__Exercise text__.
--
Patient Safety is a fairly new discipline in the field of healthcare that aims at finding ways to prevent medical errors that can potentially lead to adverse healthcare events. In other words, Patient Safety is the science of eliminating the risk to patient's health during medical treatment.
"The background behind the emergence of this discipline: Patient Safety was first the science behind the struggle against nosocomial infection before expanding in the last decades also to the field of prevention of medical error in the act of performing care to patients."
When doctors take their Hippocratic oath, they swear to not cause any harm to anyone. Yet at the end of the 19th century, as Pasteur proved that germs were at the origin of infectious disease, the scientific community understood that doctors, rather than curing patients, could also kill them through their hands and instruments if not washed properly. The first battlefield in the discipline of Patient Safety was then the one of hygiene and the struggle against the spread of nosocomial infections. This concept is the foundation for the WHO's "Cleaner Care is Safer Care" program. A new field area of this discipline came to light to the public in the 1980s and 90s when various reports were released on medical errors occurring during patient care such as incorrect drug use, incorrect diagnosis, or even the failure to remove instruments from the inside of a patient during surgery. Increased awareness of medical care errors came in 1982, when an ABC television program titled "The Deep Sleep" reported that every year 6,000 patients in the US die or suffer from permanent brain damage due to anesthesia errors.
--
__Dataset__.
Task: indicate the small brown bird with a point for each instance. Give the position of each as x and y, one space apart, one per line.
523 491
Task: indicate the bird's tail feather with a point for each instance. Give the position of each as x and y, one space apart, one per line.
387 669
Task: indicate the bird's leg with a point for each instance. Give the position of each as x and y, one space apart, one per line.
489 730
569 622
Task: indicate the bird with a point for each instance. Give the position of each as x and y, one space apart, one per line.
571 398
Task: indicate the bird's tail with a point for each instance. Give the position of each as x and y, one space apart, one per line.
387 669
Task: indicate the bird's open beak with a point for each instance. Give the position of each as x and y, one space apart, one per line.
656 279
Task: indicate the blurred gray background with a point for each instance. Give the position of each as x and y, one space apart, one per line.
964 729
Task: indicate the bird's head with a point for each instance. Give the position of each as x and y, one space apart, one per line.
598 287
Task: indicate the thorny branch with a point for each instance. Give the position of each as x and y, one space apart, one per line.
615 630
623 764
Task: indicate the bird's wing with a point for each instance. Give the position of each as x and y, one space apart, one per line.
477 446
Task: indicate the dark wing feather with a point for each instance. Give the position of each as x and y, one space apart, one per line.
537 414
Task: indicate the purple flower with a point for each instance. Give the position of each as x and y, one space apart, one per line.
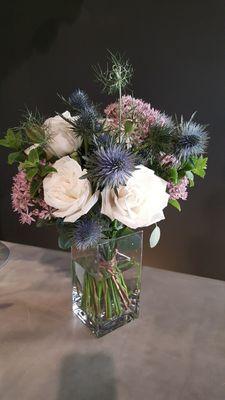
178 191
110 165
22 203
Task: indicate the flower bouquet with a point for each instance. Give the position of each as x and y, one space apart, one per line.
99 178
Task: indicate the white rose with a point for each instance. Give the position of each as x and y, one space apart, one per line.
62 139
140 202
64 190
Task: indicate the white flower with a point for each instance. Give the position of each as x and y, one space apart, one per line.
140 202
62 139
64 190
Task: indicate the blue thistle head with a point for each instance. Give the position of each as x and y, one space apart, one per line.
79 100
87 124
110 165
192 140
87 233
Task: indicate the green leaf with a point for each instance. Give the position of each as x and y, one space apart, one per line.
47 169
155 236
200 165
173 175
17 156
175 204
128 126
33 156
12 140
30 173
34 187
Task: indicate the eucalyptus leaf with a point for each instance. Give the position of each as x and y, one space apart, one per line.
17 156
33 156
155 236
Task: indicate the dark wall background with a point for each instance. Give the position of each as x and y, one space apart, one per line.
178 52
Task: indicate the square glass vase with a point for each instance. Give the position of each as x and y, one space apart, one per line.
107 283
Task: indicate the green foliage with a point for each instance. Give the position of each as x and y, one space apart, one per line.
33 127
12 140
116 76
33 167
175 203
128 126
155 236
17 156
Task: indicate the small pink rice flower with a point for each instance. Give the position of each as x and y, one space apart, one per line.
29 210
140 113
178 191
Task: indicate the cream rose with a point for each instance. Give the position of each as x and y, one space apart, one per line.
139 203
62 139
64 190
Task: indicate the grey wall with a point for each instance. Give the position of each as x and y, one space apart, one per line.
178 52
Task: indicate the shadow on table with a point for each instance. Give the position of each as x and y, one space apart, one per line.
87 377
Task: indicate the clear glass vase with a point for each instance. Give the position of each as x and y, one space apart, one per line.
107 283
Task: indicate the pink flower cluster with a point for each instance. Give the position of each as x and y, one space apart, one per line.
140 113
178 191
28 209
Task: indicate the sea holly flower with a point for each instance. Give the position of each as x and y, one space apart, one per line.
110 165
192 140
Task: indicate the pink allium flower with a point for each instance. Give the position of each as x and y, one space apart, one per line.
28 209
178 191
140 113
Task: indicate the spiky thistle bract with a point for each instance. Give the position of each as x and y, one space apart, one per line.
117 75
192 139
110 165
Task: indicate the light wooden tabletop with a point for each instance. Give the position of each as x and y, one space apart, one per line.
174 351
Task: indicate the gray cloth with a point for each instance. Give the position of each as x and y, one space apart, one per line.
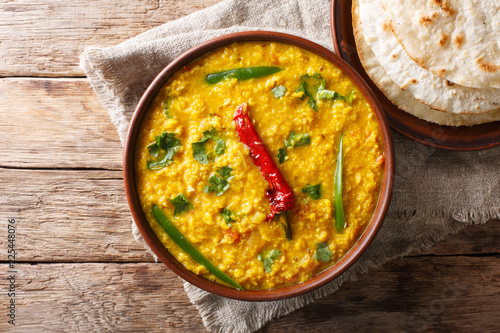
436 192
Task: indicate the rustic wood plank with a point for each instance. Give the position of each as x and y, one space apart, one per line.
431 294
83 216
45 38
448 294
55 123
100 298
476 239
69 216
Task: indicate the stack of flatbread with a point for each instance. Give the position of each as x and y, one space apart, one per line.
438 60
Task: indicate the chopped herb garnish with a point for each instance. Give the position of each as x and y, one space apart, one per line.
323 253
309 85
180 203
297 140
314 191
329 94
278 91
241 74
228 216
199 150
211 134
154 150
166 110
268 259
225 172
340 222
220 147
282 155
169 144
218 182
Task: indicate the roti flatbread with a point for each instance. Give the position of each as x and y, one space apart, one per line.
458 40
403 99
432 90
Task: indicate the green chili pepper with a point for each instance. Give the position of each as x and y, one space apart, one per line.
245 73
185 245
340 222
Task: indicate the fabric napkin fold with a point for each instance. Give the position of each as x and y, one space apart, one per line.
436 192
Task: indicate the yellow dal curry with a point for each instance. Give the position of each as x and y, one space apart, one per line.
188 106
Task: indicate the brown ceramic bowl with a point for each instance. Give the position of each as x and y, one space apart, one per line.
255 295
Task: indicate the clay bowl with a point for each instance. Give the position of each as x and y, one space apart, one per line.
258 295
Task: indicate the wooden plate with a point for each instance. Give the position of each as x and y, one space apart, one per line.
445 137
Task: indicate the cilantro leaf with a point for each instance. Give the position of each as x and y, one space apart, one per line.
166 110
322 253
220 147
180 203
278 91
282 155
314 191
225 172
199 150
166 142
309 85
297 140
154 150
268 259
218 181
228 216
329 94
216 184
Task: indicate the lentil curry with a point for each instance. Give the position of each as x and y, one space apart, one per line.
192 165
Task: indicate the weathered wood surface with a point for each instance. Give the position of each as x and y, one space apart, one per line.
46 38
410 294
55 123
80 269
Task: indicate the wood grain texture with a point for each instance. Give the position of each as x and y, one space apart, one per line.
69 216
80 269
46 38
410 295
55 123
100 298
425 294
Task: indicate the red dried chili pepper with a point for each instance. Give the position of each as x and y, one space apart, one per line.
280 194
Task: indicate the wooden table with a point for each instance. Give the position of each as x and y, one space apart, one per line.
79 268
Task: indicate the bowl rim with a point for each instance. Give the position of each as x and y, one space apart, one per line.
256 295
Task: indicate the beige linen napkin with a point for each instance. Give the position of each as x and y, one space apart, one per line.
436 192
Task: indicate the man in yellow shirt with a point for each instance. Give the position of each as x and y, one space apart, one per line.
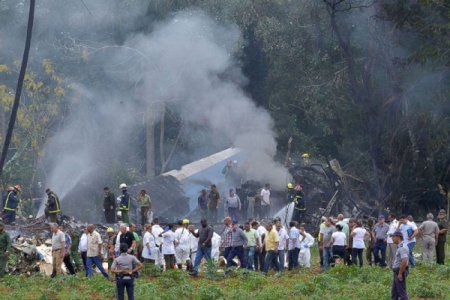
271 242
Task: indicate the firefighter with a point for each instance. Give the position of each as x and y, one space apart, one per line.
299 204
11 201
53 206
125 202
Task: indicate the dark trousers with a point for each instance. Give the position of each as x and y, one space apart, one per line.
233 213
123 284
348 256
110 216
398 290
212 211
144 211
357 254
69 265
293 258
440 253
226 252
271 258
380 246
239 252
259 260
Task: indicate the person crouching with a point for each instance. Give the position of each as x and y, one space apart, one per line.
123 268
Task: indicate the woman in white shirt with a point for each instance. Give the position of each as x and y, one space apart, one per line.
149 252
168 246
338 242
359 234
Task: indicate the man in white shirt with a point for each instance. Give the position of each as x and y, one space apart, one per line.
266 202
306 242
94 253
392 247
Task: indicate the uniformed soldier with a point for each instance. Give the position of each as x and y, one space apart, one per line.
400 268
5 246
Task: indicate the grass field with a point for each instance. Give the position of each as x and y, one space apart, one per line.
338 283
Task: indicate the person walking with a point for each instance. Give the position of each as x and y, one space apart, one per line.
122 267
392 247
204 235
442 239
233 205
430 237
58 249
213 203
271 242
5 246
109 206
146 206
94 253
238 243
400 268
380 235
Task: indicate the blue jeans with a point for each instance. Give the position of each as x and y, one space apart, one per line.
293 258
121 285
249 255
98 263
271 257
240 253
205 252
412 263
327 256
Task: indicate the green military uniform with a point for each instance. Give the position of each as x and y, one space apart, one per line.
5 246
74 256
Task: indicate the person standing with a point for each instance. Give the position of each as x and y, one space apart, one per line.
11 202
252 244
400 268
94 253
146 205
109 206
442 239
233 205
238 243
5 246
271 242
58 249
266 201
203 204
359 234
204 235
122 266
53 205
67 248
125 204
168 247
392 247
430 237
213 203
380 235
325 238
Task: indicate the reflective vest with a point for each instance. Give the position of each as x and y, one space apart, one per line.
11 202
53 208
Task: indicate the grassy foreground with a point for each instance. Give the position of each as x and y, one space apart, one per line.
340 282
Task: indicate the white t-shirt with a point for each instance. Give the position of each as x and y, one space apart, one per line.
358 238
168 246
266 197
339 238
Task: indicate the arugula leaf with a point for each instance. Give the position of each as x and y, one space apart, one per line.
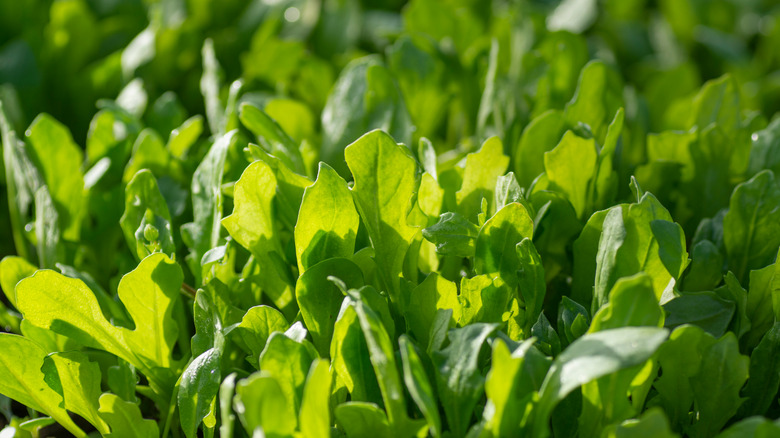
418 385
590 357
23 380
262 405
327 221
458 379
384 185
59 160
435 293
571 167
66 306
320 300
198 389
495 248
453 235
314 415
364 98
252 225
146 207
125 418
480 174
750 228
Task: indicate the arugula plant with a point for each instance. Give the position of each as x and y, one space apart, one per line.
379 218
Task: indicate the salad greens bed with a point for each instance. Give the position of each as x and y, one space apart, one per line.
374 218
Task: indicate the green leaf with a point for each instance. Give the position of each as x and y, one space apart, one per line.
632 303
261 402
258 324
21 379
227 416
320 300
327 221
480 175
628 246
758 307
751 228
423 75
77 380
382 356
764 381
314 416
252 225
497 239
125 418
509 388
483 298
279 144
145 206
458 377
706 268
149 153
704 309
651 424
289 362
540 136
599 95
570 168
384 184
198 390
59 160
680 359
573 320
364 98
350 358
289 189
185 136
363 420
453 235
549 341
590 357
14 269
531 281
433 294
716 386
66 306
671 246
419 386
758 427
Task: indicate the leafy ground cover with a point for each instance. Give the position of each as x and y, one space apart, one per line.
456 218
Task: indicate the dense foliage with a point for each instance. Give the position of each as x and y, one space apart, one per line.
374 218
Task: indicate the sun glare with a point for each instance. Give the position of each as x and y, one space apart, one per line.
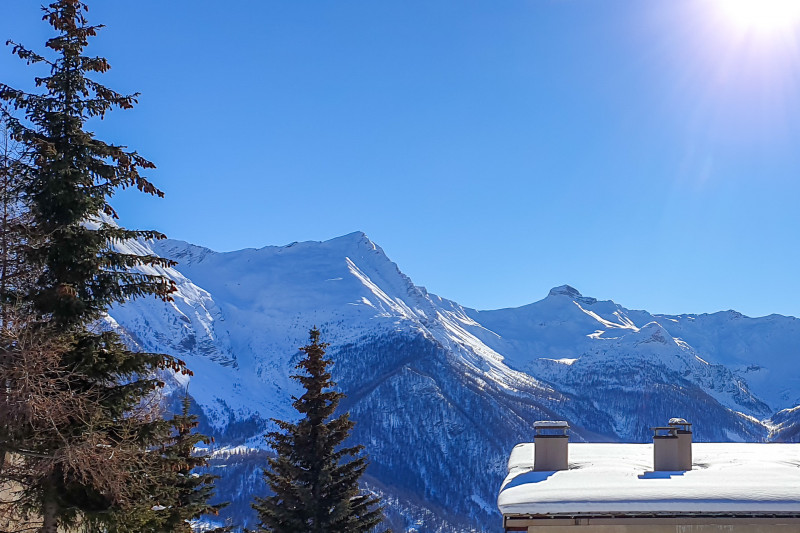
763 15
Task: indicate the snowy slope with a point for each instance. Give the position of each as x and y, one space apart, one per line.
438 391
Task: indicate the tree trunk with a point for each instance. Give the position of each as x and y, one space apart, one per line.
49 516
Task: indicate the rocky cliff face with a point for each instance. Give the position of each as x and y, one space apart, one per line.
442 393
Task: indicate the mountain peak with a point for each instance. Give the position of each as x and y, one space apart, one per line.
565 290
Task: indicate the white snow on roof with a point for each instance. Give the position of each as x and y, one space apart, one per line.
618 478
551 424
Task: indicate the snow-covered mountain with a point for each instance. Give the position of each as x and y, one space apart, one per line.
441 393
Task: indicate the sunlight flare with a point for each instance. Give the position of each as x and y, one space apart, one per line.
764 16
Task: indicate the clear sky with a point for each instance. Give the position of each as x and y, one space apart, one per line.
645 151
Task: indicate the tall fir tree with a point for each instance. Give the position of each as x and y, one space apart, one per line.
80 467
188 491
314 477
180 492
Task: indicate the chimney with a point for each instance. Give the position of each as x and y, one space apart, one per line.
665 449
550 445
684 430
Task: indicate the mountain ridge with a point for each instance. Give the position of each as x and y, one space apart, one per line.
440 390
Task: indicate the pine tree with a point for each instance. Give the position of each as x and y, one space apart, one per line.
187 492
315 487
80 466
177 494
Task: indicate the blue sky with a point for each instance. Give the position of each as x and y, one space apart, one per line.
641 151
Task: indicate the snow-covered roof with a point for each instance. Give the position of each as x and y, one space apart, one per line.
618 478
558 424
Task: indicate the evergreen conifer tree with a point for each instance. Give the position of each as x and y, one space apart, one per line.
80 466
315 486
187 492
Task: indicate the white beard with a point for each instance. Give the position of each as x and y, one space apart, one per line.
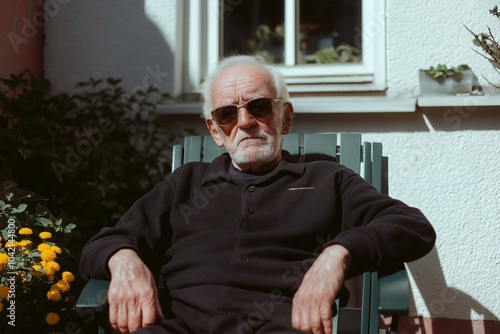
248 153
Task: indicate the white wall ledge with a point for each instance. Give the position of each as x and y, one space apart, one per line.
341 104
458 101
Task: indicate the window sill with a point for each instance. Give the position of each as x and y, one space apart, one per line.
338 104
458 101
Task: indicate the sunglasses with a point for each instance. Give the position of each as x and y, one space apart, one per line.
259 108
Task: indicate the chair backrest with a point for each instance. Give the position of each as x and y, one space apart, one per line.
364 158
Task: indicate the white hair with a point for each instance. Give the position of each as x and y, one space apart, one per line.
277 79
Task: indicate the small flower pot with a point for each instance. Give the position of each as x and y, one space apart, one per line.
453 85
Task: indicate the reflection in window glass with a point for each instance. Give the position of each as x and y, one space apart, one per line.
254 27
329 31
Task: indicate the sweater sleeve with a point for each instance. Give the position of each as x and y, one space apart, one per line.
144 228
380 233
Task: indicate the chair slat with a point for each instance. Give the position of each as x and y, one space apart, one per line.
367 162
350 151
377 166
176 156
192 148
323 143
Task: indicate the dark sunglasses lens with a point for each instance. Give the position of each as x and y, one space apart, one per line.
260 108
225 115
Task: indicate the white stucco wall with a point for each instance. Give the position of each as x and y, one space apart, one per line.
444 161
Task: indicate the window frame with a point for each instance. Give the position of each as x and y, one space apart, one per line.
199 40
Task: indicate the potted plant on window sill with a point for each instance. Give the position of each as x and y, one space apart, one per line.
490 51
444 80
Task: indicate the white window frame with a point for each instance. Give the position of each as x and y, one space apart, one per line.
198 41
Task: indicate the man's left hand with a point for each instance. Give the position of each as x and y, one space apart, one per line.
313 301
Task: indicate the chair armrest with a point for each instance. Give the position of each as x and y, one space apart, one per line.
93 296
394 293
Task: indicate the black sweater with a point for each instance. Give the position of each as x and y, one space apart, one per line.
203 232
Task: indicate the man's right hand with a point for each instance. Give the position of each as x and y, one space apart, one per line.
132 296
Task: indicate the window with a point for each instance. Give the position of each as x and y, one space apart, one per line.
319 45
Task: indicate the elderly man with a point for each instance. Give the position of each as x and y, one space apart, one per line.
270 248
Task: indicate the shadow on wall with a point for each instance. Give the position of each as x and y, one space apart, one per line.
106 39
439 298
439 119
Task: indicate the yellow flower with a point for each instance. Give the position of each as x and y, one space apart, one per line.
25 243
56 249
43 246
52 318
53 295
50 267
45 235
25 231
4 291
11 244
4 259
48 255
61 286
68 276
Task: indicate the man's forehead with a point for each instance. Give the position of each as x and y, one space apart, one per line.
242 81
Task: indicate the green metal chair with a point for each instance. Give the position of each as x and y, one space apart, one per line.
381 295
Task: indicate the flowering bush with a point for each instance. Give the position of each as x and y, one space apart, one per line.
35 292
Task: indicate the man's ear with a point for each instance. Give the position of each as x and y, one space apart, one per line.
287 118
214 132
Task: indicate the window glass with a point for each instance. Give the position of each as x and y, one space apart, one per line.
329 31
326 31
254 27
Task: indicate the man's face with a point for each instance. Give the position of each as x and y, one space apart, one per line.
253 144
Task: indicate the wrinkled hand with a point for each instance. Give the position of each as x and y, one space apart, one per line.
132 295
312 303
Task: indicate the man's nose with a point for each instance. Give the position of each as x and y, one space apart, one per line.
245 119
--
__Prompt A__. In the patient safety text, what did the 1982 ABC television program "The Deep Sleep" report?
__Prompt B__. Condense the paragraph of the patient safety text that begins "When doctors take their Hippocratic oath" into a short bulleted list that keeps its main facts.
__Prompt C__. Carry on the text about patient safety, starting after its final sentence.

__Answer space A__. It reported that every year 6,000 patients in the US die or suffer permanent brain damage due to anesthesia errors.

__Answer space B__.
- Doctors swear in the Hippocratic oath not to cause harm to anyone.
- At the end of the 19th century, Pasteur proved that germs cause infectious disease, and the scientific community understood that doctors could kill patients through unwashed hands and instruments.
- Patient Safety therefore began with hygiene and the struggle against the spread of nosocomial infections, a concept that underlies the WHO's "Cleaner Care is Safer Care" program.
- In the 1980s and 90s, reports on medical errors during care brought a new area of the discipline to public attention. These errors included incorrect drug use, incorrect diagnosis and instruments left inside patients after surgery.
- In 1982, the ABC program "The Deep Sleep" reported that 6,000 US patients die or suffer permanent brain damage each year from anesthesia errors.

__Answer space C__.
As a result, growing awareness has helped promote the development of Patient Safety through eliminating errors in medical practice by hospital staff in addition to decreasing the risk of noscominal infections by maintaining hygienic standards. These come together lay the underlying foundation of the "Safe Surgery Saves Lives" program.
The studies conducted since the 1980's have shown that on average one in ten patients admitted into the hospital suffer from preventable harm and that between 44,000 and 98,000 patients die from preventable errors in the US each year. While the general public used to have total trust in healthcare practitioners before the publication of these studies, it is indeed important to remember, "To err is human", which why doctors will, at some point, commit mistakes. This is why measures must be taken in order to help healthcare practitioners minimize those errors.